▶ _EXERCISE DESCRIPTION_: Pull out every line of the items below that contains the word "column", and copy each one in full.

┄┄┄┄┄┄┄┄┄┄

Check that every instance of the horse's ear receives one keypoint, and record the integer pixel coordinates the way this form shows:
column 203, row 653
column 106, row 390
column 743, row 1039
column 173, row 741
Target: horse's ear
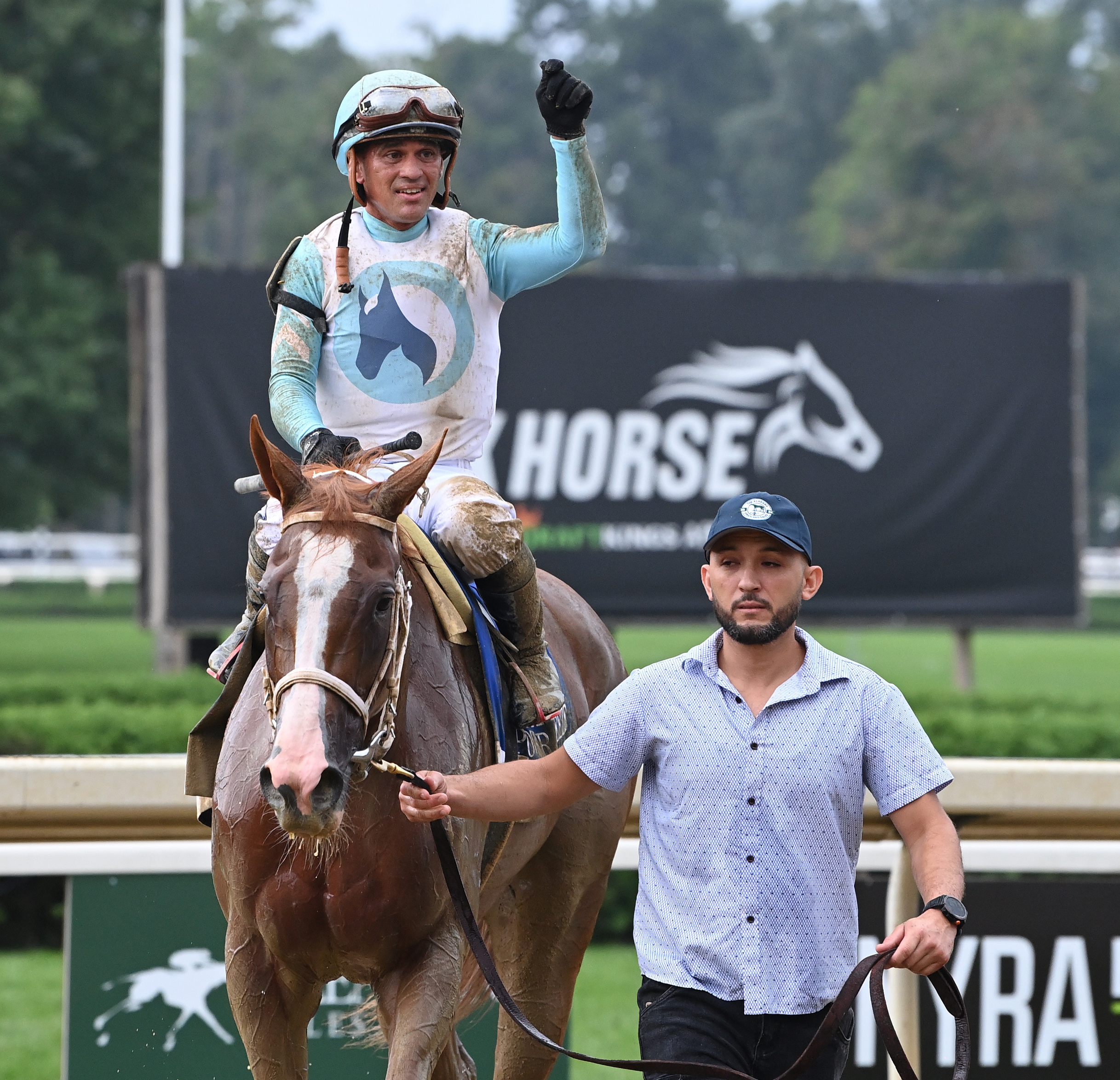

┄┄┄┄┄┄┄┄┄┄

▶ _FINISHED EXERCISE_:
column 203, row 653
column 106, row 390
column 743, row 1039
column 173, row 741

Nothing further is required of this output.